→ Фрагмент страницы
____

Я сблизился с Илларионом Николаевичем в начале 20-х годов в Харькове, на гастролях Первой студии Московского Художественного театра, где мы оба работали. <...>
Встречи наши были удивительно откровенными и товарищескими. Мы касались самых разных тем. Конечно, главным образом, театральных. Мне было странно подумать, что это тот самый великий актер Певцов, покоривший Москву еще в военные 1915–1916 годы исполнением ролей Побяржина и клоуна Тота, а затем и Павла Первого, и Генриха Тиля в «Собачьем вальсе» Л. Андреева и андреевского же «Саввы»...
При всем великолепии актерского состава Московского Драматического театра (Блюменталь-Тамарина, Радин, Можжухину, Полевицкая, Борисов и др.!) Певцов достиг особого, гастрольного — в хорошем смысле слова — положения в этом очень сильном по тому времени московском театре. На него шла публика. О нем писала пресса. Особенно хорошо играл он в пьесах Леонида Андреева. Но, пожалуй, лучшей его ролью был Павел Первый. Единственной моей встречей с ним на сцене и оказалась встреча именно в этой пьесе.

____

→ Извлечённые данные
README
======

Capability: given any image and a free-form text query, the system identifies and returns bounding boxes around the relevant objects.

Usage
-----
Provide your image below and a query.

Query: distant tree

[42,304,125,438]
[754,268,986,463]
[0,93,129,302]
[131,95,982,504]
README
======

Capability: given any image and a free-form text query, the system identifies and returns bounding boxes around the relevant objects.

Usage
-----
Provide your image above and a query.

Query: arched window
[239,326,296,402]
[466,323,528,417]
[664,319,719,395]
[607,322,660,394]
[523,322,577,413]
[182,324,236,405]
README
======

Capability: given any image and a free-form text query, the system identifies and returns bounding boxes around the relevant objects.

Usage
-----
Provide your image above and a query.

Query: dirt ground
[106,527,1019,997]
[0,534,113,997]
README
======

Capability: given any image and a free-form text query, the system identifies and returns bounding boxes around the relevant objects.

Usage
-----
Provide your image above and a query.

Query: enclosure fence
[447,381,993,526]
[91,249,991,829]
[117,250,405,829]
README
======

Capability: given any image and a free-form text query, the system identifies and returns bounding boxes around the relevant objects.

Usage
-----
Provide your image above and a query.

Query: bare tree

____

Продолжите воспоминания об актере Илларионе Певцове, начав сразу после их последнего предложения.

→ Ответ
Устроители его гастрольных выступлений в Твери позвали меня «по дешевке» сыграть в «Павле Первом» без репетиции маленький «выход» какого-то лекаря, что-то коротко докладывающего императору. Помню только, что я все же успел придумать какой-то характерец и кое-какие забавные, как мне казалось, подробности выхода, чем, естественно, задержал ритм действия и уронил тон сцены. Это не на шутку озадачило Певцова. Помню до сих пор его недоумевающий, злой взгляд, каким он, выбившись из роли, смотрел на меня во время моей, слава богу, короткой импровизации. Правда, он не сделал мне потом никакого замечания, да и в дальнейшем ни он, ни я не вспоминали об этой встрече. Возможно, впрочем, что он меня впоследствии не опознал, а я, конечно, и не пытался напоминать о тверском экспромте.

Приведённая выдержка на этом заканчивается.